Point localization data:
*** Block opens ***

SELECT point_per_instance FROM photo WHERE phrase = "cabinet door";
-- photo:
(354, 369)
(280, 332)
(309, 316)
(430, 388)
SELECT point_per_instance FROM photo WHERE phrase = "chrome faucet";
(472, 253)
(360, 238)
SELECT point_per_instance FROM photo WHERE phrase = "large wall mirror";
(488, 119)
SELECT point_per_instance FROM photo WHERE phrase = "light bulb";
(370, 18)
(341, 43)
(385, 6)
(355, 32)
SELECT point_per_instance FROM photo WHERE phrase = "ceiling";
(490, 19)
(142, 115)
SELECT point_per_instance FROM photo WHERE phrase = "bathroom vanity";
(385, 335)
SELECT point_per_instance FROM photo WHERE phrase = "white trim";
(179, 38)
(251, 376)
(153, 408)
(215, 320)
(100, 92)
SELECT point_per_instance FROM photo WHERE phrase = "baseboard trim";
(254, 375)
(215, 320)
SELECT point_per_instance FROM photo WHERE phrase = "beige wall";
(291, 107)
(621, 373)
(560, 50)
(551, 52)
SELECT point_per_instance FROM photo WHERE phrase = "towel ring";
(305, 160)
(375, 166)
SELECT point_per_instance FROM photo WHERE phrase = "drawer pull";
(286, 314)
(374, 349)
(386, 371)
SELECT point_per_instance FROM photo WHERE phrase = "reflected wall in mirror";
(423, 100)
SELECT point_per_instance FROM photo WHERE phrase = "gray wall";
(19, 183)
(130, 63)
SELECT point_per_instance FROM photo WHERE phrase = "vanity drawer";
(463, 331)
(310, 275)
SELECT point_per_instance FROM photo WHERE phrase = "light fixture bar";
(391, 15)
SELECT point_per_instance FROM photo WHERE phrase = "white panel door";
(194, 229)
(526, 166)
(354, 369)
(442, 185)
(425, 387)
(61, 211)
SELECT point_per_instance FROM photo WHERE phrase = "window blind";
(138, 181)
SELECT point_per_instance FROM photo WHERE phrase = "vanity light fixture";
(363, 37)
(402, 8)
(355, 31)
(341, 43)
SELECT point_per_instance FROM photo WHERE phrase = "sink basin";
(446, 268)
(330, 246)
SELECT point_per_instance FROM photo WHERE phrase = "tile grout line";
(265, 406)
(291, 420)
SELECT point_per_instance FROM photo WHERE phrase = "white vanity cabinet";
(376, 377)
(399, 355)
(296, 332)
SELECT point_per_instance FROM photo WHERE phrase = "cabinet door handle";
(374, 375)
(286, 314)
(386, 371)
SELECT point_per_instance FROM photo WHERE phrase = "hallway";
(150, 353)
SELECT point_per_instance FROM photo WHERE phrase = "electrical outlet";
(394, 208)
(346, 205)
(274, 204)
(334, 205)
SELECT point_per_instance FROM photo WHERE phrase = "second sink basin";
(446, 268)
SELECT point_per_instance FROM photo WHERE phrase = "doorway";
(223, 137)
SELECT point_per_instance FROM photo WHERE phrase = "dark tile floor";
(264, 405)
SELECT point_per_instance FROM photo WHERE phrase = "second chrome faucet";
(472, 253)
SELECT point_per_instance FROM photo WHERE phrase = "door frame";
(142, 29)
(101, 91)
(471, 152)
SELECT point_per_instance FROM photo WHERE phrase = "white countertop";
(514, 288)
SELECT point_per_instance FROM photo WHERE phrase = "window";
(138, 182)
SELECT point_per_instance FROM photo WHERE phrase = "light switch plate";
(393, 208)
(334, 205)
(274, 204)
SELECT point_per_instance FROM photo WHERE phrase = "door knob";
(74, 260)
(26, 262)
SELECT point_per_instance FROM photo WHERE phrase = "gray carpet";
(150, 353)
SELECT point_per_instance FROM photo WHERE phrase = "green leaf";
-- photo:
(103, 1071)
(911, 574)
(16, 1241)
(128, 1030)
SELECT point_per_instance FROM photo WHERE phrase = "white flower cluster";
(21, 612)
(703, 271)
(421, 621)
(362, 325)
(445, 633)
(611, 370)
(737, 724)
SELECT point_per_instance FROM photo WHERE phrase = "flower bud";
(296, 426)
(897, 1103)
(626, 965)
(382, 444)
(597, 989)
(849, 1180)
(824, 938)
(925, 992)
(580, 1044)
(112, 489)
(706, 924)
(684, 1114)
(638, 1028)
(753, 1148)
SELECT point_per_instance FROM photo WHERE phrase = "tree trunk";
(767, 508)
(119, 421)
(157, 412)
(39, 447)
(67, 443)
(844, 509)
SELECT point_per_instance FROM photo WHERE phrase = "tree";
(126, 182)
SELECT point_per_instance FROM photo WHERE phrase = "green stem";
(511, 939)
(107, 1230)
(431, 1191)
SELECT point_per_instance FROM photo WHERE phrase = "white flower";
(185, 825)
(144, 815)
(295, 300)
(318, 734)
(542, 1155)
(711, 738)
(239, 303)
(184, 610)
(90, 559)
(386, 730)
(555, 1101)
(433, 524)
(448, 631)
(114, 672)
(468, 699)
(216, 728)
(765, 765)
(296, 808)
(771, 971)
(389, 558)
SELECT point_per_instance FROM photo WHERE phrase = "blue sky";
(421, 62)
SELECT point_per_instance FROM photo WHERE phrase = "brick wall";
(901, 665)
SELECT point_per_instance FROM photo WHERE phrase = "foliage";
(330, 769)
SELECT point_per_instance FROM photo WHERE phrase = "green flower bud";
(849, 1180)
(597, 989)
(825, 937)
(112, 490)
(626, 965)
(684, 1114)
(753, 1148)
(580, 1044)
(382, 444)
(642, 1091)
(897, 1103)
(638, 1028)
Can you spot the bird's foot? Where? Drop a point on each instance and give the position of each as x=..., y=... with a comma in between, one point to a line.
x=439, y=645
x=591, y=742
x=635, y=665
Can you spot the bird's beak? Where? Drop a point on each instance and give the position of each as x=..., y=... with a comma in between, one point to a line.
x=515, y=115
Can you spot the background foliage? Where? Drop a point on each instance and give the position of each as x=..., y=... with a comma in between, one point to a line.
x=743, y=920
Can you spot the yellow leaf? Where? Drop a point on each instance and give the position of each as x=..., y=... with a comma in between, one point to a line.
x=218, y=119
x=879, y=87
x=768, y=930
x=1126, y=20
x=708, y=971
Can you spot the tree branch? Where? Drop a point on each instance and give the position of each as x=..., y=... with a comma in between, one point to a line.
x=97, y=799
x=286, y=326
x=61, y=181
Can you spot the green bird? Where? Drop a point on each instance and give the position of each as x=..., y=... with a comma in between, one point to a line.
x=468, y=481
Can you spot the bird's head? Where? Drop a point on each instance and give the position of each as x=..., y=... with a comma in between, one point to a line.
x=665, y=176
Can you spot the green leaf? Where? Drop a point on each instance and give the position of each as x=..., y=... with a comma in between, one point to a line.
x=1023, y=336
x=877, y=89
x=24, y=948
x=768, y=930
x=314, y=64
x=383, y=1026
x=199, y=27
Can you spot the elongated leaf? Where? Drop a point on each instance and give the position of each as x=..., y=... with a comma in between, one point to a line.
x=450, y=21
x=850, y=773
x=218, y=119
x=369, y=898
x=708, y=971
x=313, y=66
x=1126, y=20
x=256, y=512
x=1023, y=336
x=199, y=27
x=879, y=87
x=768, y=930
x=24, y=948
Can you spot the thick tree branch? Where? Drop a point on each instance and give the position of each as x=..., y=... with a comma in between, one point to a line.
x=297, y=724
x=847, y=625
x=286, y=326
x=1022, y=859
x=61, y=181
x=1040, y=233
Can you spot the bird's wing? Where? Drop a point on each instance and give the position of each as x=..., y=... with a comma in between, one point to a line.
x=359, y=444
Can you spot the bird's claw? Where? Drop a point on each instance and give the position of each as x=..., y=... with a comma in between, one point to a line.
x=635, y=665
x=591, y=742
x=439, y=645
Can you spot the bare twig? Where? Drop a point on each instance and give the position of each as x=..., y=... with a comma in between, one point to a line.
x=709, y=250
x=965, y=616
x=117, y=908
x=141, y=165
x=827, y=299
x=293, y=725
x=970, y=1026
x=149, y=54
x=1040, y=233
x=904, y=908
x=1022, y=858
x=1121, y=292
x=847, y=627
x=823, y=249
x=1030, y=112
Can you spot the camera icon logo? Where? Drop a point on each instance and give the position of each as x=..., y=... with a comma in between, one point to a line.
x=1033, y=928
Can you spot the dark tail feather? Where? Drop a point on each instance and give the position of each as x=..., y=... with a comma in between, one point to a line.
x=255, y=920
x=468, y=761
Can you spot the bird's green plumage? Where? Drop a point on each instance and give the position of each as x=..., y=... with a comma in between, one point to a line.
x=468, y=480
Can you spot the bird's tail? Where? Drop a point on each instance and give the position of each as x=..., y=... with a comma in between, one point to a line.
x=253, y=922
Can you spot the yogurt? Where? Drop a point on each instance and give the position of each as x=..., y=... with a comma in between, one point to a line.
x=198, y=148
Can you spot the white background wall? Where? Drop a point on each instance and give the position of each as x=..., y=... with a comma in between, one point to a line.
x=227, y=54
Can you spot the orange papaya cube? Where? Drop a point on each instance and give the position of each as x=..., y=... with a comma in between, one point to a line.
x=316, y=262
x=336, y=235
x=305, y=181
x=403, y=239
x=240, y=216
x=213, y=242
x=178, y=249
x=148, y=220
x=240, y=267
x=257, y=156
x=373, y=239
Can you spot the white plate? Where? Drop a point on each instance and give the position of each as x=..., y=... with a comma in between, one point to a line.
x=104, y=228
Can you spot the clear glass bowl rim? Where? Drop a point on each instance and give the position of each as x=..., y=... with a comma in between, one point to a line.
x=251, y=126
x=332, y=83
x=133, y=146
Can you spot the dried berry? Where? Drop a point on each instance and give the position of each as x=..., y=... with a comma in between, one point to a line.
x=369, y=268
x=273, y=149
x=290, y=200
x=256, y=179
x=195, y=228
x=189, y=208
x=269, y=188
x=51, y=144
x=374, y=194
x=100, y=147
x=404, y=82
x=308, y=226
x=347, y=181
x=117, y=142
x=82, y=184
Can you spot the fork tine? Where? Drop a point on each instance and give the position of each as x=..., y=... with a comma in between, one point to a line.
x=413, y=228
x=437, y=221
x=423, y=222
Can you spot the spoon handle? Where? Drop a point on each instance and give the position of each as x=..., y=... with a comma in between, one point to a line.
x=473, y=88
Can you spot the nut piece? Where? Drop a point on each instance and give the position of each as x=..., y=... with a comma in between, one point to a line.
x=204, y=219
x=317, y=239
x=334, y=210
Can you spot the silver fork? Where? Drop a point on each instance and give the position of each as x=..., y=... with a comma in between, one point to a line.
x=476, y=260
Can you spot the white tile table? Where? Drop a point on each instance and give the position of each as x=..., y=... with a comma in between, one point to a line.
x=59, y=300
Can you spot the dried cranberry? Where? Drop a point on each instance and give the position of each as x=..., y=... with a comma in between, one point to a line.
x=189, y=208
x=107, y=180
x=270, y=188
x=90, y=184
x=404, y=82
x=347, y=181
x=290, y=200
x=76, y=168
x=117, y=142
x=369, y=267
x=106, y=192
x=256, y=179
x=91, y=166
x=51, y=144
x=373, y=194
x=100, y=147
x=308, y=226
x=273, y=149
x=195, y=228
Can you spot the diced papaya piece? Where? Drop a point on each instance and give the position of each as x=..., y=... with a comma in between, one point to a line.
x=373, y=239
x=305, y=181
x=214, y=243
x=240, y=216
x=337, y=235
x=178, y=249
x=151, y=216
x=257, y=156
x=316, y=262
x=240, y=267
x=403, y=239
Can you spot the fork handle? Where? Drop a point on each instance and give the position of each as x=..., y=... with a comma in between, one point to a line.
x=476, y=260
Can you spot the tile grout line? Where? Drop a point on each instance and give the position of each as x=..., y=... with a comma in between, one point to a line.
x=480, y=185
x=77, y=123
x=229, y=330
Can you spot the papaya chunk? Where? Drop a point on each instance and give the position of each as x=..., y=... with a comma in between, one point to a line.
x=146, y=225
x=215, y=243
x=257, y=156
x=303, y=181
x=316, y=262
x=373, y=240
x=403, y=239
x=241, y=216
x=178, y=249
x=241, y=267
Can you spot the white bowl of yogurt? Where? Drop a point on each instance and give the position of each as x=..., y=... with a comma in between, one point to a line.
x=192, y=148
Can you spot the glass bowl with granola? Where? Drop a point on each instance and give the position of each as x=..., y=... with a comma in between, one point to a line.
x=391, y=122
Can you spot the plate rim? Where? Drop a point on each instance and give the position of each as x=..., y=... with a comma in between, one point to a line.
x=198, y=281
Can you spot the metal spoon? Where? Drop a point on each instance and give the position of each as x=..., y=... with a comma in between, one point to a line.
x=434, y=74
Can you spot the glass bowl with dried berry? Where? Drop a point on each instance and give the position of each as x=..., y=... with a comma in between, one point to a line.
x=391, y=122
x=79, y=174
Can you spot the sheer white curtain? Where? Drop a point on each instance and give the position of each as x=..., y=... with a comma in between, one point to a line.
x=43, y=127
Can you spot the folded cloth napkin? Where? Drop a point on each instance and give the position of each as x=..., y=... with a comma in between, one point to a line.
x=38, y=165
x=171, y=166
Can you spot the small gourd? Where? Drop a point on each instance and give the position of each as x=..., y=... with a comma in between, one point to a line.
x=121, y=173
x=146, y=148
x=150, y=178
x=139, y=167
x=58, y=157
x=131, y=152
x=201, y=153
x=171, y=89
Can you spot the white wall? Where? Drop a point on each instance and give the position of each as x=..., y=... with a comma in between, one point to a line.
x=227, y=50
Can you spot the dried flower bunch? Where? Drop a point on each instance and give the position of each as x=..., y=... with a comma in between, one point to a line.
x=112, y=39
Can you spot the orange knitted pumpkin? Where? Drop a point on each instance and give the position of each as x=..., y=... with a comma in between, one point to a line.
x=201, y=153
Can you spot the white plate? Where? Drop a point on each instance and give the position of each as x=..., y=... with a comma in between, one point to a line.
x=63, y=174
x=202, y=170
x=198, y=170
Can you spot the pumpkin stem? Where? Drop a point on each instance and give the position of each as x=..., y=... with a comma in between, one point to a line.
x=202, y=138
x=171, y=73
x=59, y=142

*** Block closes ***

TASK OBJECTIVE: Reproduce the line containing "Can you spot the small" and every line after it. Stop at the last line of the records, and add nothing.

TASK RESULT:
Can you spot the small gourd? Where? Drop a point on each instance and give the position of each as x=..., y=... with a comma in between, one point to a line.
x=121, y=173
x=146, y=148
x=150, y=178
x=139, y=167
x=58, y=157
x=131, y=152
x=201, y=153
x=171, y=89
Can you spot the white wall? Where? Drop a point on each instance and give the position of each as x=..., y=... with a comma in between, one point to a line.
x=227, y=50
Can you spot the dried flower bunch? Where? Drop a point on each instance and give the position of each as x=..., y=... with a comma in between, one point to a line.
x=112, y=39
Can you spot the orange knitted pumpkin? Where? Drop a point on each instance and give the position of each as x=..., y=... with a comma in between, one point to a line.
x=201, y=153
Can you spot the white plate? Where? Drop a point on each instance and give the position of each as x=..., y=... with a comma in between, one point to a line.
x=63, y=174
x=202, y=170
x=198, y=170
Can you spot the pumpkin stem? Where? Drop a point on each instance and give the position of each as x=..., y=... with a comma in between, one point to a line.
x=202, y=138
x=171, y=73
x=59, y=142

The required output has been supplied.